§ **PROBLEM**
Could you show all lines in the entries below that contain the string "jersey"?

§ **INPUT FOR THIS TASK**
---

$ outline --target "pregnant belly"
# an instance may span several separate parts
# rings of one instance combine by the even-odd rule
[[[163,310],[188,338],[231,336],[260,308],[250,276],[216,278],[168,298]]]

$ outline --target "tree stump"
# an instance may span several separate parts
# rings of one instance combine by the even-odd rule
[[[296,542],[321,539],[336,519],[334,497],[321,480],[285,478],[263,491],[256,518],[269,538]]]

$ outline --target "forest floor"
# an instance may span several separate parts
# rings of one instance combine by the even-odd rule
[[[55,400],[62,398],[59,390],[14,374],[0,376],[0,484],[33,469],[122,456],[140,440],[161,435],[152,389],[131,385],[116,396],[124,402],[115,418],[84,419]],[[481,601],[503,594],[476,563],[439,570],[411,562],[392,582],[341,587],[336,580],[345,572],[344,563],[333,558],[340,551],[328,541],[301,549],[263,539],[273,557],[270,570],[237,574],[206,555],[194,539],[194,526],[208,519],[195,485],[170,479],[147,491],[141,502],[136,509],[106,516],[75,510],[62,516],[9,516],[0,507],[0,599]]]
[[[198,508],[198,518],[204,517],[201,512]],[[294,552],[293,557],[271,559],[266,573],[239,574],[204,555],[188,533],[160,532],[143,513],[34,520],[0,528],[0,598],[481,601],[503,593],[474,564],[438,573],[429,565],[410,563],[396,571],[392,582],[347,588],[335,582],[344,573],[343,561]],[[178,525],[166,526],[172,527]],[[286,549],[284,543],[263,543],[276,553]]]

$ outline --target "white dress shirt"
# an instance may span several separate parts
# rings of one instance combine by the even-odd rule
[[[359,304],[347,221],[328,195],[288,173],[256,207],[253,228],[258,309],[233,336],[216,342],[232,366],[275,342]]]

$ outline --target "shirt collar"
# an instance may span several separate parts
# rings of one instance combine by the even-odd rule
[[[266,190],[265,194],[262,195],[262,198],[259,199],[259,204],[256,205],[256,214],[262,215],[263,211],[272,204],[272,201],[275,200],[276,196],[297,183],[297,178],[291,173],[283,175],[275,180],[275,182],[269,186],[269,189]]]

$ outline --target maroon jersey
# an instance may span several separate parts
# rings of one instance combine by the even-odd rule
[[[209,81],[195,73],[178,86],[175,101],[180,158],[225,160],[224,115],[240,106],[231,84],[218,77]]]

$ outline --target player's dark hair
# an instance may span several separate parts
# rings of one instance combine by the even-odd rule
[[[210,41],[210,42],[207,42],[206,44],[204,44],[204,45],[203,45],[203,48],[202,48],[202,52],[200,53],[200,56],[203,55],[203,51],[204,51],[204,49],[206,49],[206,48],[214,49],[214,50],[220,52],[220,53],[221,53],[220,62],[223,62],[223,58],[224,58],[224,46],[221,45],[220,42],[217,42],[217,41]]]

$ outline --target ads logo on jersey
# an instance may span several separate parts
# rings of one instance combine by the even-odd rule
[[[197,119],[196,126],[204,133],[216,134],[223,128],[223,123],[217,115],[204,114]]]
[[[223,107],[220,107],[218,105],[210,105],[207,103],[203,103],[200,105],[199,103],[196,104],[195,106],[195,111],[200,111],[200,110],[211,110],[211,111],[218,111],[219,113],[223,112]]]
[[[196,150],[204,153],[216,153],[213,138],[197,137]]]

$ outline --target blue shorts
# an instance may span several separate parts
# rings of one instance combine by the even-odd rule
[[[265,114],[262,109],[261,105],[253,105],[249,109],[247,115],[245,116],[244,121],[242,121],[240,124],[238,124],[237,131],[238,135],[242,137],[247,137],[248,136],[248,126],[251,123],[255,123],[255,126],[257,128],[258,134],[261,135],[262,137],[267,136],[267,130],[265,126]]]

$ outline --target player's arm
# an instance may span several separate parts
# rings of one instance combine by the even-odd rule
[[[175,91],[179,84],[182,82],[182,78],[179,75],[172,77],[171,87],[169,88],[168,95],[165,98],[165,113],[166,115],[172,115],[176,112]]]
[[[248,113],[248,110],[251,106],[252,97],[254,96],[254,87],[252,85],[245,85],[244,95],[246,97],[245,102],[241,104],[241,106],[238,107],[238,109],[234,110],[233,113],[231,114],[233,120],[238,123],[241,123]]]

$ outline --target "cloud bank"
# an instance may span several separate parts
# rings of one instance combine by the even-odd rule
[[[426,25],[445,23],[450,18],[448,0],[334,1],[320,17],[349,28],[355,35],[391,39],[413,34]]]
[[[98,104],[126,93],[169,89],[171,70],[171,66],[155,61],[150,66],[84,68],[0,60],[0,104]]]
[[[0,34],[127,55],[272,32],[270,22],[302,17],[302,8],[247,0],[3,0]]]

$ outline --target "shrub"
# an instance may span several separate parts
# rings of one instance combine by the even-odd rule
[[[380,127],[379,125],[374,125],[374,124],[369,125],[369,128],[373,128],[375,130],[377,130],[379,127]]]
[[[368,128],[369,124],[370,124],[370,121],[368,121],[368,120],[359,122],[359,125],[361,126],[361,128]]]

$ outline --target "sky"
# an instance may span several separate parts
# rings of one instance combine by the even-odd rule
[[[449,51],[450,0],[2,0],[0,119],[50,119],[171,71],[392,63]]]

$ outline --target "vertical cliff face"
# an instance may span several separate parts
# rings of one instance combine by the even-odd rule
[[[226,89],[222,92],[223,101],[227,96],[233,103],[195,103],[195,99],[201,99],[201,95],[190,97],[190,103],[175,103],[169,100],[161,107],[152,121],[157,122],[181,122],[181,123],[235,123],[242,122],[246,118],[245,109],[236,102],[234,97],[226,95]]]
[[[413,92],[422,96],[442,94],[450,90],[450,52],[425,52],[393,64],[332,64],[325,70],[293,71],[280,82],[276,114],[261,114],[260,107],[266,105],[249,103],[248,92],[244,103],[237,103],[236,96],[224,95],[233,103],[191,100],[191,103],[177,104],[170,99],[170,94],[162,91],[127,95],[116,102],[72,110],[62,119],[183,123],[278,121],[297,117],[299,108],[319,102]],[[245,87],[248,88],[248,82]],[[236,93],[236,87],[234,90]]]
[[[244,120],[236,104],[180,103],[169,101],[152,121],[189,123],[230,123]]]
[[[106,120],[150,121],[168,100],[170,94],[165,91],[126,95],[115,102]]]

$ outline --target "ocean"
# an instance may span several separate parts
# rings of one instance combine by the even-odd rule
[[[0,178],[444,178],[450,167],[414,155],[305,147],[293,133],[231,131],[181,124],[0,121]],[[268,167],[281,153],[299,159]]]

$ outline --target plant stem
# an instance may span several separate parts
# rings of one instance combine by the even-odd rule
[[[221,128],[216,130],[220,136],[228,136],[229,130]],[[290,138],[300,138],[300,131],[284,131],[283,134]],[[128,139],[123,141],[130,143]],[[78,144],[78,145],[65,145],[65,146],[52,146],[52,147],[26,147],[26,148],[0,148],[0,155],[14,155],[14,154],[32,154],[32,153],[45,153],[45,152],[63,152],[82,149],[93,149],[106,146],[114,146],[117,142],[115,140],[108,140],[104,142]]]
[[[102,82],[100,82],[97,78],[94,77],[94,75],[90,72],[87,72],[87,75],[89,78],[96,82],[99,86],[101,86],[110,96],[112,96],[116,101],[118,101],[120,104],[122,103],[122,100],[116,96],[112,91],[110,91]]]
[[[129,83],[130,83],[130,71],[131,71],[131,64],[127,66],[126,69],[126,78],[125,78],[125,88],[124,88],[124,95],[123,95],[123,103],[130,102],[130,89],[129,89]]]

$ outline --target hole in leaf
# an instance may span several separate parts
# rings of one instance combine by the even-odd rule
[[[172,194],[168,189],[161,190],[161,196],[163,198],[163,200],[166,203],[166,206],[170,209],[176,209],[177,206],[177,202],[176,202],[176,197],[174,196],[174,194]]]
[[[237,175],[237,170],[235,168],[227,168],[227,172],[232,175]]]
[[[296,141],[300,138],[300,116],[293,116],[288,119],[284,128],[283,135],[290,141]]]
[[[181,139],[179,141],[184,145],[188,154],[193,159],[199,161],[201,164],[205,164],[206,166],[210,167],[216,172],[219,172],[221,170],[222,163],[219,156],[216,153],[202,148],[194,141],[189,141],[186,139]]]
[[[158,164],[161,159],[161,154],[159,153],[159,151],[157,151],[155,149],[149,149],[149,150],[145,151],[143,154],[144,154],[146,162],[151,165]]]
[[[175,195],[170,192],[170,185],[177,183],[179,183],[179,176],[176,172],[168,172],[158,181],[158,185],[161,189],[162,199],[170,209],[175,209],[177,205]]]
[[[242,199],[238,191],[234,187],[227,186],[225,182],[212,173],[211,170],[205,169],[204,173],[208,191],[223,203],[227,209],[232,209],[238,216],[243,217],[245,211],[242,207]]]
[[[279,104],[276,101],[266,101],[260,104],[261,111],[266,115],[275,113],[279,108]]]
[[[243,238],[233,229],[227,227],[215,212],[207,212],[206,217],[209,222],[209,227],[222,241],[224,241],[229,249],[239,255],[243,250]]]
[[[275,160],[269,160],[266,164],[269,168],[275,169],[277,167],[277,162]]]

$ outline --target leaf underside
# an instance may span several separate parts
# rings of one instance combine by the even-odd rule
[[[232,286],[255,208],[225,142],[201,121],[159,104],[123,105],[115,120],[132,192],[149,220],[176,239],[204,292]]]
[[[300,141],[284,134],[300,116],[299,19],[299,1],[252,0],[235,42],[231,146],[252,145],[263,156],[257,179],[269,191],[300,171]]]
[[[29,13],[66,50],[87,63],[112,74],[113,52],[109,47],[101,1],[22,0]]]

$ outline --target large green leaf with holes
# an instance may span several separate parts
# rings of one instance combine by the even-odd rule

---

§ **SOLVED PROBLEM**
$ outline --target maroon jersey
$ outline --target ads logo on jersey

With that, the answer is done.